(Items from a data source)

· · · · ·

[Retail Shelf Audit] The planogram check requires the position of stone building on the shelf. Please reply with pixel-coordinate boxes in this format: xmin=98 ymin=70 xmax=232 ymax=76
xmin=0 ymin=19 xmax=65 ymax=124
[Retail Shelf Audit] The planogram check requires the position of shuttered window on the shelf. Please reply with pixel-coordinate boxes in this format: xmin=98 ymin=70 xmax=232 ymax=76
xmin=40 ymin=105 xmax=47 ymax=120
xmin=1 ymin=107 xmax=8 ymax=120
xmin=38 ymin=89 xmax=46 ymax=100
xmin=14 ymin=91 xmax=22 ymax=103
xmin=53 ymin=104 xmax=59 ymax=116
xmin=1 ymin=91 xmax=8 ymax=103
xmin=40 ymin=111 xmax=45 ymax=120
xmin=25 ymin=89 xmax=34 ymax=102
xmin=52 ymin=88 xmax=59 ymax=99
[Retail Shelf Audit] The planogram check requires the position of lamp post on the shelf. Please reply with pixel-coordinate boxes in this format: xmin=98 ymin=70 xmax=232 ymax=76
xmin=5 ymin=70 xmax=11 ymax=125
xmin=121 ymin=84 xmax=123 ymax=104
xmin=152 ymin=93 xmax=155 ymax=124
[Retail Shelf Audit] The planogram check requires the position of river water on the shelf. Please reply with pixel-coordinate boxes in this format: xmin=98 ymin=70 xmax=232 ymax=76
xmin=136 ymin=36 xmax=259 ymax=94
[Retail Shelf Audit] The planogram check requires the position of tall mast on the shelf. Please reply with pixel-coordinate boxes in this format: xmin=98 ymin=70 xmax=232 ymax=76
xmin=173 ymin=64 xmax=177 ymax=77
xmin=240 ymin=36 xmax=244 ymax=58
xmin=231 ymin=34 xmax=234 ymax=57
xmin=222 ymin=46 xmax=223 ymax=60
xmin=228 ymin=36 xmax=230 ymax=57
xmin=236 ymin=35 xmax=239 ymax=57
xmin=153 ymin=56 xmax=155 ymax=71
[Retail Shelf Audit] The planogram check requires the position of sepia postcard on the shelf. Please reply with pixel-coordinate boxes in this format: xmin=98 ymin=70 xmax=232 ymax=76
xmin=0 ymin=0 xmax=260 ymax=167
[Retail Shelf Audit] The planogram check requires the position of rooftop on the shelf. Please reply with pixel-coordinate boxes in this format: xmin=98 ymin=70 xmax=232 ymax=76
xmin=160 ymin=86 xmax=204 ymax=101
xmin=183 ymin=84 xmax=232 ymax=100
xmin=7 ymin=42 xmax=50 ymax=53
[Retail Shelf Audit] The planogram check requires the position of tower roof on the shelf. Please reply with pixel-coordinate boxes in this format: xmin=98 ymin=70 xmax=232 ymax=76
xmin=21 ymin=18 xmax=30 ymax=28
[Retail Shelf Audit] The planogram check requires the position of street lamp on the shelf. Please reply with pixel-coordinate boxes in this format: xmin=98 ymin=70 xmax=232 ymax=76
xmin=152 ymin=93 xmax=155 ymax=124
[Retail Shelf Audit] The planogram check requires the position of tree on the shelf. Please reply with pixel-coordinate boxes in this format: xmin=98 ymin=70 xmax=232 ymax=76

· · · · ·

Locate each line in the records above that contains the word "lamp", and copy those lines.

[Retail Shelf Audit] The planogram check requires the position of lamp post on the shelf. Please reply with pixel-coordinate boxes in this format: xmin=98 ymin=70 xmax=232 ymax=76
[Retail Shelf Audit] The planogram check requires the position of street lamp on the shelf. Please reply with pixel-coordinate boxes in this format: xmin=98 ymin=70 xmax=232 ymax=76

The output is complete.